Assignment:
With the first line below as the start and the line containing "Please put a marker on the road" as the end, copy every line between them exactly, ends included.
#### Record extracts
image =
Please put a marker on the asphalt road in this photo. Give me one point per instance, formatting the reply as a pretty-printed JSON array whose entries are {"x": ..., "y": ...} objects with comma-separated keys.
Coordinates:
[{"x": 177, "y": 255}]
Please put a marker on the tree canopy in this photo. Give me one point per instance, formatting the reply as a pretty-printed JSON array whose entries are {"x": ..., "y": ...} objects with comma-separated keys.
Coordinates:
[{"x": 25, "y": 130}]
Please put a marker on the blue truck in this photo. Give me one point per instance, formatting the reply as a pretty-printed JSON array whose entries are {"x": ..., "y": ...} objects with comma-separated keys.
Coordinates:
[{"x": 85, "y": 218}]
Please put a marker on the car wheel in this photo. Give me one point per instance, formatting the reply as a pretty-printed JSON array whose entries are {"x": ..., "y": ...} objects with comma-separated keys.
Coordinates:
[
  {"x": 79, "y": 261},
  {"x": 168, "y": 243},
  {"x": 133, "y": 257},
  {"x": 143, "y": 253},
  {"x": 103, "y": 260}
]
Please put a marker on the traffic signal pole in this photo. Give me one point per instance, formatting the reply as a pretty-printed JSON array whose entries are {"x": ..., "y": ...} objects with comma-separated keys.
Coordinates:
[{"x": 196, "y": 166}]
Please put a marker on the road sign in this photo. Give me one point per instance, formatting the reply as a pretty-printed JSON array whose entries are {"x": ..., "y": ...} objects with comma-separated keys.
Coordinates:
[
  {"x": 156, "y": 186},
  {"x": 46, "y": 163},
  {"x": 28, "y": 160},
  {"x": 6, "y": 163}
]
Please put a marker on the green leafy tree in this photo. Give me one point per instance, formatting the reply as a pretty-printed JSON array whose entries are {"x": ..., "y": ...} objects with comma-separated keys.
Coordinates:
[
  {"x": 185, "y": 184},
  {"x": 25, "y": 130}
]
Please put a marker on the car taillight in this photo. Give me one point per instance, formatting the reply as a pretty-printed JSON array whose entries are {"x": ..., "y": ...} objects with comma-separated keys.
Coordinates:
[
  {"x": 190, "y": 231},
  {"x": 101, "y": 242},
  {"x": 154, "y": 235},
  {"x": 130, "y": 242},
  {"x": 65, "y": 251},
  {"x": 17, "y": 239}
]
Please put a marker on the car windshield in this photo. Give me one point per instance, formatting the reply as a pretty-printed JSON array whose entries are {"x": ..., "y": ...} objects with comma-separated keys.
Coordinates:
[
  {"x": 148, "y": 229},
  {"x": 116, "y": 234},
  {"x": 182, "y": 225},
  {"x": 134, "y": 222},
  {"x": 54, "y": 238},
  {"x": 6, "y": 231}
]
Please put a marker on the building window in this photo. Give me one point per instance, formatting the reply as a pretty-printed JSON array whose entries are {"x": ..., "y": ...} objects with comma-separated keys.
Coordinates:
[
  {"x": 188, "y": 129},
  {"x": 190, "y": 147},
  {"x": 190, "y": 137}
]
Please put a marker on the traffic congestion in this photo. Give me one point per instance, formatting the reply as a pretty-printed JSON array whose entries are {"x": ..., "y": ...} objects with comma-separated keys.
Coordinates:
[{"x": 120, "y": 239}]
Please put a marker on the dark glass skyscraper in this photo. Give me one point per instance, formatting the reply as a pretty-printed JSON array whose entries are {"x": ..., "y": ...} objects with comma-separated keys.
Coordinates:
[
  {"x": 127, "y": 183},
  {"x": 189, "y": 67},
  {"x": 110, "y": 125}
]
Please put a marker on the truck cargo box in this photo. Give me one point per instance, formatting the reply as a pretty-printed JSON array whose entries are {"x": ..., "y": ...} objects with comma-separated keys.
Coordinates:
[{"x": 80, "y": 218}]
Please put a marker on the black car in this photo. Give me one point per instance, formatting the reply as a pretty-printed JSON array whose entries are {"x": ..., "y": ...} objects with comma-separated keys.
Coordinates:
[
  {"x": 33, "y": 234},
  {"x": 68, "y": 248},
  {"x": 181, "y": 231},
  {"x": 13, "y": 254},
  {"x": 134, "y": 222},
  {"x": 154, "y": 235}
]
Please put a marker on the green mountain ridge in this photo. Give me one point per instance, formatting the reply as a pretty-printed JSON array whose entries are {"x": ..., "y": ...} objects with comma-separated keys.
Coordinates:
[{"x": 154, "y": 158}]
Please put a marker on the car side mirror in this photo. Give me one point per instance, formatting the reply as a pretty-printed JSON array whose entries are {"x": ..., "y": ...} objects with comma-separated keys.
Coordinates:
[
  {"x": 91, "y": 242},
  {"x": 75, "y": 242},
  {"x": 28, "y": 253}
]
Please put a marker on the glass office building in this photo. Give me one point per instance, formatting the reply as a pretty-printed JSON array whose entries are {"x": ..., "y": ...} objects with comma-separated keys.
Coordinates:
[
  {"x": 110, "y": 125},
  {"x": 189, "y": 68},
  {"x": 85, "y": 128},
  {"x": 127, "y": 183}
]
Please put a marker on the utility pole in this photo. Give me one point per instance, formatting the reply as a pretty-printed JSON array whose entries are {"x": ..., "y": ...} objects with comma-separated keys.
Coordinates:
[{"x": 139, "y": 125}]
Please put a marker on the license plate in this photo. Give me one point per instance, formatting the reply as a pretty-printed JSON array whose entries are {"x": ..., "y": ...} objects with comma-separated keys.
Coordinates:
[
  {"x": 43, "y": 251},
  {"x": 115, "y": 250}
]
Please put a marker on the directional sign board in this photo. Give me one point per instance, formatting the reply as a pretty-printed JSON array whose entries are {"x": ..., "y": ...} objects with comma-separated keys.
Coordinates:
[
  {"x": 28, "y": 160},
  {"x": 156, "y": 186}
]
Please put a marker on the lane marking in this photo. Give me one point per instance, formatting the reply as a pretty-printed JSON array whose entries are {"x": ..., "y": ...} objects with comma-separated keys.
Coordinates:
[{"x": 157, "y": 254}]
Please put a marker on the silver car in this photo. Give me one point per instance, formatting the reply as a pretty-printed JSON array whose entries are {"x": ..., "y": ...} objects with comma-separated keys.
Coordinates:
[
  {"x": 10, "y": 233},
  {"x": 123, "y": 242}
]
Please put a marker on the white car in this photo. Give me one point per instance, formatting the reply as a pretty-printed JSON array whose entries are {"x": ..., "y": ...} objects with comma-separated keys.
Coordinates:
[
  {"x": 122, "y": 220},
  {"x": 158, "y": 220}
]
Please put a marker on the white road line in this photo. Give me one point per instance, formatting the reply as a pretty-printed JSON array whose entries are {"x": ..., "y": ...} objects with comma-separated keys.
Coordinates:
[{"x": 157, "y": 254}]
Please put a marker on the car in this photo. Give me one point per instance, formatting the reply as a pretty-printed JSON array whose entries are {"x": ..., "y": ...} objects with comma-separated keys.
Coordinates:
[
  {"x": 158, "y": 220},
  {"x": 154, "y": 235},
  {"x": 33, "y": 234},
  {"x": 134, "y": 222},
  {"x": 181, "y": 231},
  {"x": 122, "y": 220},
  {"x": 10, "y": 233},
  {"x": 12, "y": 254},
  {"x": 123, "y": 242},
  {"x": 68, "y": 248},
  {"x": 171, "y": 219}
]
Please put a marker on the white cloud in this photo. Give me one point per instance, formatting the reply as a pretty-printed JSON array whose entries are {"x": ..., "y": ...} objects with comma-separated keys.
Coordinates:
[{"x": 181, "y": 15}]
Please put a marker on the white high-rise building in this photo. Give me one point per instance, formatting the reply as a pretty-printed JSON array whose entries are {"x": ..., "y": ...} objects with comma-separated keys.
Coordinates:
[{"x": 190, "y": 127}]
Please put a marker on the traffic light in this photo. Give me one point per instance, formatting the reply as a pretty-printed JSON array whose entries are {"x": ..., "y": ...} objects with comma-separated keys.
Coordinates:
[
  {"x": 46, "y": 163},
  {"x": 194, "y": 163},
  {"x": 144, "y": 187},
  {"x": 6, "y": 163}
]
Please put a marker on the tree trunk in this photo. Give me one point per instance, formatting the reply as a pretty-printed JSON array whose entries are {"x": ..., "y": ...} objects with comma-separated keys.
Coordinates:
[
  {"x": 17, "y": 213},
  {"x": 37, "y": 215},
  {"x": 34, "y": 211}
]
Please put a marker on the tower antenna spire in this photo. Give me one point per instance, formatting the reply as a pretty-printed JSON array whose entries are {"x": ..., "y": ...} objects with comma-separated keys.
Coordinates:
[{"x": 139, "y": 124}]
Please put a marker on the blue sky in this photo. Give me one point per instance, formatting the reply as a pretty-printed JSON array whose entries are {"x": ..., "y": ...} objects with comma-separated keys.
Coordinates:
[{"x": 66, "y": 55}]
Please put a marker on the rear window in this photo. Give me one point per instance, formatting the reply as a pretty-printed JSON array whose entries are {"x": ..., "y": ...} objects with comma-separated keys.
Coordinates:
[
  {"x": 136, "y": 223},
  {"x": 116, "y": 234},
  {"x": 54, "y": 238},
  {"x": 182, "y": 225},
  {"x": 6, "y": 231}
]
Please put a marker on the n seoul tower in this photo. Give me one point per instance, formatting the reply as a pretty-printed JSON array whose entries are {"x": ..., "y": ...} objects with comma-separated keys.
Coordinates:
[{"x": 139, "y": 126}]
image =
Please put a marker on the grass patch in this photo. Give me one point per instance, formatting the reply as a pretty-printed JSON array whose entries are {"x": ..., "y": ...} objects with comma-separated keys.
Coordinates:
########
Answer:
image =
Please put a marker on the asphalt road in this photo. Give me one point per instance, formatting the reply as a pretty-printed JSON array whose entries are {"x": ..., "y": ...} objects with comma-separated keys.
Coordinates:
[{"x": 177, "y": 255}]
Please put a marker on the tree canopy in this photo. Give me one point per instance, formatting the reply as a pretty-printed JSON array whose entries are {"x": ..., "y": ...} objects with comma-separated keys.
Coordinates:
[{"x": 25, "y": 130}]
Please put a marker on the blue truck in this photo. Give me one point per instance, formatting the reply as a pretty-printed JSON array whose entries are {"x": ..., "y": ...} objects with comma-separated keys.
Coordinates:
[{"x": 85, "y": 218}]
Please put a marker on the car wheel in this photo. Give me one point per instance, formatting the reply as a pretty-printed JSON array whose entries are {"x": ..., "y": ...} objects with comma-separated keys.
Coordinates:
[
  {"x": 79, "y": 261},
  {"x": 168, "y": 243},
  {"x": 133, "y": 257},
  {"x": 143, "y": 253},
  {"x": 103, "y": 260}
]
Please put a marker on the traffic signal pole in this photo. Give me one point per instance, formatting the reply as a pretty-printed JSON array whose entries are {"x": ..., "y": ...} objects with comma-separated keys.
Coordinates:
[{"x": 196, "y": 166}]
Please put a marker on the road sign in this photo. Give me one point per instance, formatting the reply as a pretty-printed JSON array whose entries are {"x": ..., "y": ...} objects with comma-separated keys.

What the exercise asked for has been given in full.